WHAT YOU ARE ASKED TO DO → Could you lay out, as a numbered list, the lines in the records from the line holding "where the mossy" through the line holding "[136, 129, 213, 196]", both included, and leave out any blank lines?

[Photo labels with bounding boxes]
○ ○ ○ ○ ○ ○ ○

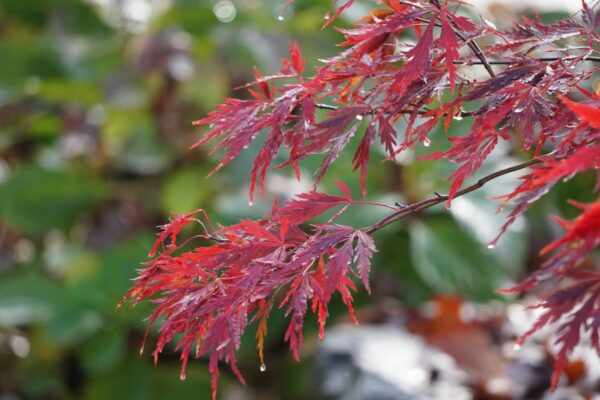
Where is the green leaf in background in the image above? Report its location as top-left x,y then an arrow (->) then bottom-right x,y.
0,271 -> 60,327
161,166 -> 213,215
0,166 -> 105,235
409,216 -> 509,301
81,329 -> 127,374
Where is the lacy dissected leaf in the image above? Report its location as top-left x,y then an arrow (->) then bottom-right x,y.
123,194 -> 375,398
504,200 -> 600,292
510,271 -> 600,388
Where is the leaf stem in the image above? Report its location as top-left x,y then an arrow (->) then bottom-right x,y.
363,159 -> 540,234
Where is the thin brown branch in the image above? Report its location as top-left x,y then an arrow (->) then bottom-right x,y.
315,103 -> 479,117
364,159 -> 540,234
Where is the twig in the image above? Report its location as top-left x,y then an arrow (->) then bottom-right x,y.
315,103 -> 479,117
364,159 -> 540,234
431,0 -> 496,78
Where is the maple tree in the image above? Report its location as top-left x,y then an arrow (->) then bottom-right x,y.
119,0 -> 600,397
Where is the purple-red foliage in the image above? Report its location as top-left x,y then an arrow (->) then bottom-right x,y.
125,0 -> 600,397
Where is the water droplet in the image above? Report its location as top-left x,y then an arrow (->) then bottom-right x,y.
513,343 -> 522,351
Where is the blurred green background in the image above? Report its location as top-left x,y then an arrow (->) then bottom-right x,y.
0,0 -> 591,400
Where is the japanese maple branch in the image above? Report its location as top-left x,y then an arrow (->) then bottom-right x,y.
365,159 -> 540,234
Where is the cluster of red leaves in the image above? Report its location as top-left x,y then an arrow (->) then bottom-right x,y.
126,0 -> 600,396
124,183 -> 375,393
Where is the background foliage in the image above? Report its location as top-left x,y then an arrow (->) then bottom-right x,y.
0,0 -> 593,399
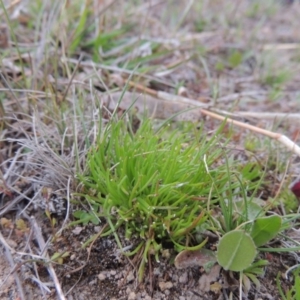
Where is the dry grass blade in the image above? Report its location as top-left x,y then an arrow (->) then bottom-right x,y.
31,217 -> 66,300
129,82 -> 300,156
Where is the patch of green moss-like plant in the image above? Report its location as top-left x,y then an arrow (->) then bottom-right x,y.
80,116 -> 268,279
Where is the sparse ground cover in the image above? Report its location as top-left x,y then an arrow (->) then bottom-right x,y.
0,0 -> 300,300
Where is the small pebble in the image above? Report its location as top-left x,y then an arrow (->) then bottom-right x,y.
128,292 -> 136,300
158,281 -> 173,292
98,273 -> 106,281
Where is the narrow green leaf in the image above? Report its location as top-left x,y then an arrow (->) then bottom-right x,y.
217,230 -> 256,272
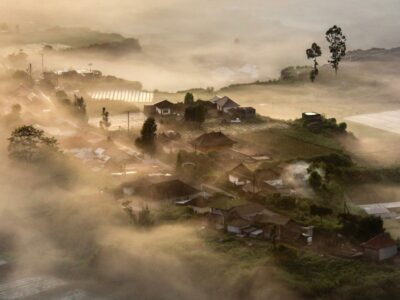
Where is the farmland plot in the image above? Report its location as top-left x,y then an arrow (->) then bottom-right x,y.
345,110 -> 400,134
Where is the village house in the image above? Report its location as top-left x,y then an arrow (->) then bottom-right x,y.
186,193 -> 233,216
228,163 -> 254,186
153,100 -> 175,116
190,131 -> 236,152
213,96 -> 240,113
361,233 -> 398,261
228,107 -> 256,120
224,203 -> 265,234
147,179 -> 206,205
226,218 -> 251,234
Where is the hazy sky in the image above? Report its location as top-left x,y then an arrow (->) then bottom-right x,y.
0,0 -> 400,48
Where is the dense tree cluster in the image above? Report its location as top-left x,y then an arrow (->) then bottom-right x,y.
8,125 -> 58,162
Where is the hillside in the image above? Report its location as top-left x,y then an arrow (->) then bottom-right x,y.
345,47 -> 400,62
0,27 -> 138,48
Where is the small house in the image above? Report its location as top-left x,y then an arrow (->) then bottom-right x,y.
226,218 -> 251,234
214,96 -> 240,113
361,233 -> 398,261
154,100 -> 175,116
229,107 -> 256,119
228,163 -> 254,185
190,131 -> 236,152
227,202 -> 266,221
301,112 -> 322,123
148,179 -> 204,205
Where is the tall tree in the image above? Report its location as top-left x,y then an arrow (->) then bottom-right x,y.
184,92 -> 194,105
306,43 -> 322,82
325,25 -> 346,74
8,125 -> 58,162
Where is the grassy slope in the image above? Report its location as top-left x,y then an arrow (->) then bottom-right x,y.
236,126 -> 342,161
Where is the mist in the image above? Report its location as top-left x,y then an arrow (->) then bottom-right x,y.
0,0 -> 400,91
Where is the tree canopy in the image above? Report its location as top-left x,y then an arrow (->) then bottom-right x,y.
184,92 -> 194,105
325,25 -> 346,74
8,125 -> 58,162
306,43 -> 322,82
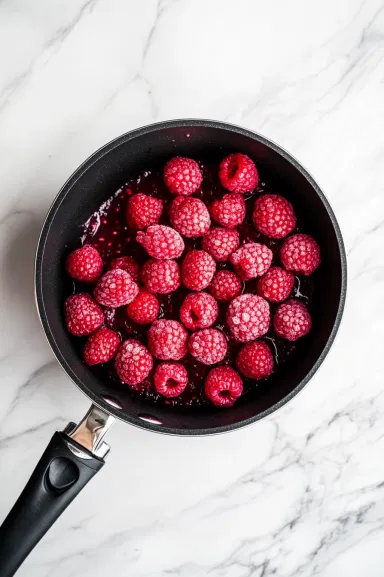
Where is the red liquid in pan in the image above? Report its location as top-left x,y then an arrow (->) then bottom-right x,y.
69,164 -> 313,406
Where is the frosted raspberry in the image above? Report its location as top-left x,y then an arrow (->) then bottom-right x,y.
153,363 -> 188,397
252,194 -> 296,238
257,266 -> 295,303
169,196 -> 211,238
127,192 -> 163,230
219,152 -> 259,194
115,339 -> 153,385
164,156 -> 203,195
188,329 -> 228,365
236,341 -> 273,380
181,250 -> 216,291
210,194 -> 245,228
66,244 -> 103,283
136,224 -> 184,259
147,319 -> 188,361
141,258 -> 180,294
227,294 -> 270,342
127,289 -> 160,325
229,242 -> 272,280
202,228 -> 240,262
64,293 -> 104,337
209,270 -> 243,302
83,327 -> 120,366
109,256 -> 139,282
273,300 -> 312,341
94,268 -> 139,308
205,367 -> 243,407
280,234 -> 321,276
180,292 -> 219,330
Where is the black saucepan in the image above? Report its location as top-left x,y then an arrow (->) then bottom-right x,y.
0,120 -> 346,577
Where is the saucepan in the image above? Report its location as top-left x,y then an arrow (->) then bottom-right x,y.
0,120 -> 346,577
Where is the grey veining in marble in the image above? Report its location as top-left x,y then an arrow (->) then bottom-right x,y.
0,0 -> 384,577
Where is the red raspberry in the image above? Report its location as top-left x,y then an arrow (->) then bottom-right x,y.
147,319 -> 188,361
153,363 -> 188,397
127,289 -> 160,325
219,152 -> 259,194
115,339 -> 153,385
257,266 -> 295,303
205,367 -> 243,407
66,244 -> 103,283
188,329 -> 228,365
210,194 -> 245,228
273,300 -> 312,341
181,250 -> 216,291
202,228 -> 240,262
229,242 -> 272,280
83,327 -> 120,366
169,196 -> 211,238
252,194 -> 296,238
136,224 -> 184,259
227,294 -> 270,342
141,258 -> 180,294
236,341 -> 273,380
164,156 -> 203,195
280,234 -> 321,276
109,256 -> 140,282
180,293 -> 219,330
64,293 -> 104,337
94,268 -> 139,308
209,270 -> 243,302
127,193 -> 163,230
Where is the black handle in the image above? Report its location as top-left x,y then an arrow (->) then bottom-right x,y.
0,433 -> 104,577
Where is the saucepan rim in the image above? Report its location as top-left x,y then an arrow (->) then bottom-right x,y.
35,119 -> 347,436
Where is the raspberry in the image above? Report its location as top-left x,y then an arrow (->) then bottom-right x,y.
257,266 -> 295,303
136,224 -> 184,259
127,193 -> 163,230
236,341 -> 273,380
181,250 -> 216,291
153,363 -> 188,397
209,270 -> 243,302
109,256 -> 139,282
64,293 -> 104,337
273,300 -> 312,341
169,196 -> 211,238
210,194 -> 245,228
66,244 -> 103,283
164,156 -> 203,195
147,319 -> 188,361
219,152 -> 259,194
94,268 -> 139,308
202,228 -> 240,262
229,242 -> 272,280
180,293 -> 219,330
205,367 -> 243,407
141,258 -> 180,294
252,194 -> 296,238
188,329 -> 228,365
280,234 -> 321,276
227,294 -> 270,342
115,339 -> 153,385
83,327 -> 120,366
127,289 -> 160,325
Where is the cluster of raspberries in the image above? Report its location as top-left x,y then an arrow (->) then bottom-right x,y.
65,153 -> 320,407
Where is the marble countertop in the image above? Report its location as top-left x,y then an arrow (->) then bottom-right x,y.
0,0 -> 384,577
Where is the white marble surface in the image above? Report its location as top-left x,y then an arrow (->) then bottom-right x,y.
0,0 -> 384,577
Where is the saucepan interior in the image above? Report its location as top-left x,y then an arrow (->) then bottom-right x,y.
36,120 -> 346,434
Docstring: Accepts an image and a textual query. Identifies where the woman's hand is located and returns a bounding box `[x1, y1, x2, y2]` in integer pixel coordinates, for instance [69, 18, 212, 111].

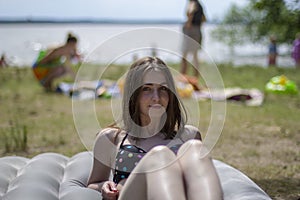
[101, 181, 119, 200]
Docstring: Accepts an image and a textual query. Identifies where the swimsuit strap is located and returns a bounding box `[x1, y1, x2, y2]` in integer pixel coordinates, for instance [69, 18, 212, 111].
[120, 133, 128, 148]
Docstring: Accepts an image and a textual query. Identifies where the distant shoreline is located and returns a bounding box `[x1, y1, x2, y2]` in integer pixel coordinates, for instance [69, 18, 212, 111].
[0, 19, 183, 24]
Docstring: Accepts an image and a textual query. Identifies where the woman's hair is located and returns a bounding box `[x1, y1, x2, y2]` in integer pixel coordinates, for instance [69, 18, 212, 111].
[122, 57, 186, 139]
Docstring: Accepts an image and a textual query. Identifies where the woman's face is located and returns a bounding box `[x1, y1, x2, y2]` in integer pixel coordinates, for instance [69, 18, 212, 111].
[138, 69, 169, 126]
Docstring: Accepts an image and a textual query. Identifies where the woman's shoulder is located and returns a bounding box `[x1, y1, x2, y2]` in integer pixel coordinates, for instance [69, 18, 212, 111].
[96, 127, 124, 143]
[181, 125, 202, 142]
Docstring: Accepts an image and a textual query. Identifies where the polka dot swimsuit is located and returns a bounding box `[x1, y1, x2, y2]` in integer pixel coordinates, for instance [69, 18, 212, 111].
[113, 134, 181, 183]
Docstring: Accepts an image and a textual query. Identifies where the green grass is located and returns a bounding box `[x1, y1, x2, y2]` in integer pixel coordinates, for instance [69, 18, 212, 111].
[0, 64, 300, 200]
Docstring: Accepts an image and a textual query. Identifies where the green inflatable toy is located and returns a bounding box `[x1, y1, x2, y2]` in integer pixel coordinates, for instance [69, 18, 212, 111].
[265, 75, 298, 94]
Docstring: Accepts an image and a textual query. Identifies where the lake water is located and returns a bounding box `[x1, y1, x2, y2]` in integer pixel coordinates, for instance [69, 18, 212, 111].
[0, 24, 294, 66]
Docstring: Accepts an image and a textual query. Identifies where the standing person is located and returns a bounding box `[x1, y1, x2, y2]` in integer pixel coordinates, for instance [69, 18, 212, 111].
[180, 0, 206, 77]
[0, 53, 8, 67]
[32, 34, 77, 91]
[268, 36, 278, 66]
[88, 57, 223, 200]
[292, 32, 300, 69]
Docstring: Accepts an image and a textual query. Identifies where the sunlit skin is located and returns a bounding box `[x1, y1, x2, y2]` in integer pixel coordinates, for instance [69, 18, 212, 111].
[139, 70, 169, 126]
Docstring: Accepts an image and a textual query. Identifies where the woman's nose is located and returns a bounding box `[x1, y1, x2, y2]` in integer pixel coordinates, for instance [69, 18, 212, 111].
[152, 88, 159, 100]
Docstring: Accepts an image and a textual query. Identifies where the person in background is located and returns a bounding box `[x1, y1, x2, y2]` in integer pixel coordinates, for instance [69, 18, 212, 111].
[32, 34, 77, 91]
[268, 36, 278, 66]
[180, 0, 206, 77]
[0, 53, 9, 68]
[292, 32, 300, 69]
[87, 57, 223, 200]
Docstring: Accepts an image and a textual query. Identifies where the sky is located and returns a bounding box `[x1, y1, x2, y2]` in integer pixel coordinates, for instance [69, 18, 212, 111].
[0, 0, 249, 21]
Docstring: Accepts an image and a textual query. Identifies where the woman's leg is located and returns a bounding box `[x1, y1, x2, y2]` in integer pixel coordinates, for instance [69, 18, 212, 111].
[193, 50, 200, 78]
[177, 140, 223, 200]
[120, 146, 185, 200]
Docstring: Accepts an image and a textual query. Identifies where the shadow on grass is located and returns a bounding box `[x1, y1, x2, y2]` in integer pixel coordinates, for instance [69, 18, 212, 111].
[253, 178, 300, 200]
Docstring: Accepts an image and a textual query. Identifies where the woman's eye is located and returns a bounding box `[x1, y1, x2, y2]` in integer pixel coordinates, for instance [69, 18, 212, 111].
[142, 87, 151, 92]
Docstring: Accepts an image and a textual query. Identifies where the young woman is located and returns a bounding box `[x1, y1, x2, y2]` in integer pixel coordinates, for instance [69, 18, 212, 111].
[32, 34, 77, 91]
[88, 57, 222, 200]
[180, 0, 206, 78]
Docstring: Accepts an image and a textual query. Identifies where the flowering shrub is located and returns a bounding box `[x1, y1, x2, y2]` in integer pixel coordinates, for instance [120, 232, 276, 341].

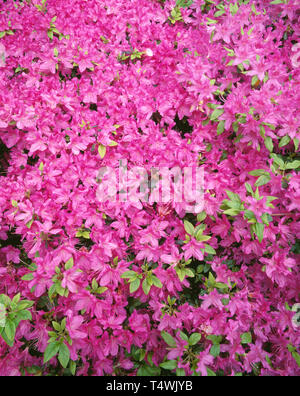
[0, 0, 300, 376]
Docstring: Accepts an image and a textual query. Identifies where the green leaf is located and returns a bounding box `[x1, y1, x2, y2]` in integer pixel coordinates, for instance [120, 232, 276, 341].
[21, 274, 34, 281]
[209, 344, 220, 357]
[278, 135, 291, 147]
[137, 364, 160, 377]
[160, 360, 177, 370]
[16, 310, 32, 321]
[65, 257, 74, 270]
[249, 169, 270, 176]
[142, 278, 151, 296]
[245, 183, 254, 195]
[210, 109, 224, 121]
[0, 304, 6, 327]
[265, 136, 274, 153]
[44, 341, 61, 363]
[206, 367, 217, 377]
[204, 243, 217, 254]
[197, 211, 207, 223]
[120, 271, 137, 280]
[4, 319, 16, 341]
[11, 199, 18, 208]
[226, 190, 241, 203]
[70, 360, 76, 376]
[292, 351, 300, 367]
[179, 330, 189, 342]
[152, 275, 162, 289]
[241, 332, 252, 344]
[184, 220, 195, 235]
[161, 331, 177, 348]
[98, 144, 106, 159]
[52, 321, 61, 331]
[286, 160, 300, 169]
[217, 120, 225, 135]
[58, 344, 70, 368]
[129, 278, 141, 293]
[253, 223, 265, 243]
[255, 174, 271, 187]
[189, 333, 201, 345]
[176, 369, 185, 377]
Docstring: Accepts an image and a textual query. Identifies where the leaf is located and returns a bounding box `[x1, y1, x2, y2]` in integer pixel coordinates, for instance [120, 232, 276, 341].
[16, 310, 32, 322]
[176, 369, 185, 377]
[160, 360, 177, 370]
[255, 174, 271, 187]
[206, 367, 217, 377]
[249, 169, 270, 176]
[98, 144, 106, 159]
[129, 278, 141, 293]
[197, 211, 207, 223]
[241, 332, 252, 344]
[161, 331, 177, 348]
[58, 344, 70, 368]
[209, 344, 220, 357]
[278, 135, 291, 147]
[253, 223, 265, 243]
[52, 321, 61, 331]
[292, 351, 300, 367]
[120, 271, 137, 280]
[217, 120, 225, 135]
[179, 330, 189, 342]
[70, 360, 76, 375]
[286, 160, 300, 169]
[245, 183, 254, 195]
[142, 278, 151, 296]
[265, 136, 274, 153]
[4, 319, 16, 341]
[210, 109, 224, 121]
[204, 243, 217, 254]
[152, 275, 162, 289]
[21, 274, 34, 281]
[189, 333, 201, 345]
[137, 364, 160, 377]
[44, 341, 61, 363]
[226, 190, 241, 203]
[184, 220, 195, 235]
[65, 257, 74, 270]
[0, 304, 6, 327]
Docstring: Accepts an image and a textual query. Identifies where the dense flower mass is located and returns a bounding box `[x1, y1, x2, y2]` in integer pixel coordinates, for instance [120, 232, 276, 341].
[0, 0, 300, 376]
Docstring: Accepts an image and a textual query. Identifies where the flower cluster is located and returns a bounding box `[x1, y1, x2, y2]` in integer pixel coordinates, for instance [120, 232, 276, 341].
[0, 0, 300, 376]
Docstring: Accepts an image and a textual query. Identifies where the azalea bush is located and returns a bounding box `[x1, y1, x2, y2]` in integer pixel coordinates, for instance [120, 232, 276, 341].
[0, 0, 300, 376]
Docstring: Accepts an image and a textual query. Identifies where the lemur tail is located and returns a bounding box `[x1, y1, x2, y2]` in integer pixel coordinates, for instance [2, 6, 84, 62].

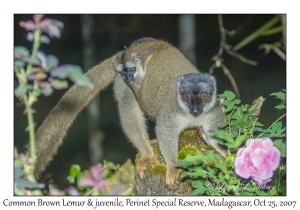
[35, 58, 117, 177]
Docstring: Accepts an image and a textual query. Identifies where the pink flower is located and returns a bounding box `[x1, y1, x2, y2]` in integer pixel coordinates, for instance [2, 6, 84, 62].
[234, 138, 280, 186]
[20, 15, 64, 38]
[79, 164, 109, 190]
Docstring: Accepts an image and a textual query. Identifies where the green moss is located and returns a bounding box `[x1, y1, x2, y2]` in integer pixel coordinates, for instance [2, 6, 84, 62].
[147, 164, 167, 176]
[178, 145, 199, 161]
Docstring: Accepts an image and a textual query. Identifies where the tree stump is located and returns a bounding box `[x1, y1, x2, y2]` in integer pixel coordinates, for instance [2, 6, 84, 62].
[135, 129, 213, 196]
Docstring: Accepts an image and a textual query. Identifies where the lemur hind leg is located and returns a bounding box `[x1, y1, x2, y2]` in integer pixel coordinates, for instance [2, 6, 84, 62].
[114, 76, 159, 178]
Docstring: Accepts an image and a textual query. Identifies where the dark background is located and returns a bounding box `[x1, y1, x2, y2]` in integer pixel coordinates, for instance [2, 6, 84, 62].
[12, 14, 286, 188]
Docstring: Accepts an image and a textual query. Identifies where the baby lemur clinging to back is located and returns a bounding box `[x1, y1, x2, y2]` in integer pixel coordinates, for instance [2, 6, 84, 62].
[31, 38, 227, 185]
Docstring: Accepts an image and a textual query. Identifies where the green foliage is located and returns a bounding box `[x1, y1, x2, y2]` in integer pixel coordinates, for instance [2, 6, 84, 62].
[179, 91, 286, 196]
[66, 159, 135, 195]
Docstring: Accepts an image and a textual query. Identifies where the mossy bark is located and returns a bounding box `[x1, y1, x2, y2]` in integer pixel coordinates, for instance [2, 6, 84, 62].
[136, 129, 213, 196]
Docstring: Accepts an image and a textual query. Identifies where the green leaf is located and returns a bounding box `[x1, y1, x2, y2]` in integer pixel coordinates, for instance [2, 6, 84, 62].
[223, 100, 234, 112]
[221, 90, 236, 101]
[191, 188, 206, 195]
[119, 187, 134, 195]
[21, 57, 41, 65]
[233, 99, 241, 104]
[270, 92, 286, 101]
[181, 166, 207, 179]
[271, 122, 282, 131]
[14, 46, 30, 58]
[274, 139, 286, 157]
[40, 35, 50, 44]
[275, 105, 286, 109]
[50, 65, 70, 79]
[209, 130, 234, 143]
[32, 72, 48, 80]
[41, 86, 53, 97]
[67, 164, 82, 184]
[191, 180, 205, 188]
[51, 79, 69, 90]
[178, 161, 194, 168]
[15, 85, 27, 98]
[46, 55, 59, 69]
[255, 121, 264, 126]
[15, 60, 25, 68]
[235, 135, 248, 148]
[218, 118, 228, 128]
[216, 162, 228, 174]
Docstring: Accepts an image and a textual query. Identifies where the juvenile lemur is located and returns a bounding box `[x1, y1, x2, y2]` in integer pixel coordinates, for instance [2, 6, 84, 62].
[35, 38, 227, 185]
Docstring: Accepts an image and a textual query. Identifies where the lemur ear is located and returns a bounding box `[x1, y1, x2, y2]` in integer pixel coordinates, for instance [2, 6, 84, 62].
[112, 51, 125, 71]
[131, 52, 141, 65]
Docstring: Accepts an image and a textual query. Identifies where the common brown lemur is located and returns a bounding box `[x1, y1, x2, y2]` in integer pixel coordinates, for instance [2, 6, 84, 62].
[31, 38, 227, 186]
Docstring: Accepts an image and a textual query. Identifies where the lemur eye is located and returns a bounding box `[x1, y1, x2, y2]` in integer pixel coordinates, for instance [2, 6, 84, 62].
[201, 93, 208, 100]
[127, 67, 135, 72]
[183, 93, 191, 99]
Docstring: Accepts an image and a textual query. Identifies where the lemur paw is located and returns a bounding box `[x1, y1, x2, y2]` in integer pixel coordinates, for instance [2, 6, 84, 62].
[166, 169, 182, 189]
[136, 156, 160, 178]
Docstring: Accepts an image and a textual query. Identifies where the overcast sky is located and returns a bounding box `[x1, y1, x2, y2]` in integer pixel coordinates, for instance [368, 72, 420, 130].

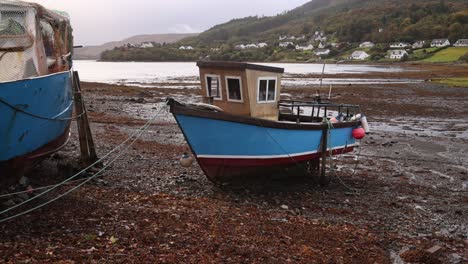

○ ○ ○ ○ ○ ○ ○

EXERCISE SOLUTION →
1. Docstring: Accepts an image and a textual query. Identifies where the mossy bark is located and returns a bounding box `[x1, y1, x2, y2]` in integer pixel coordinates, for instance [2, 6, 84, 62].
2. [136, 129, 213, 196]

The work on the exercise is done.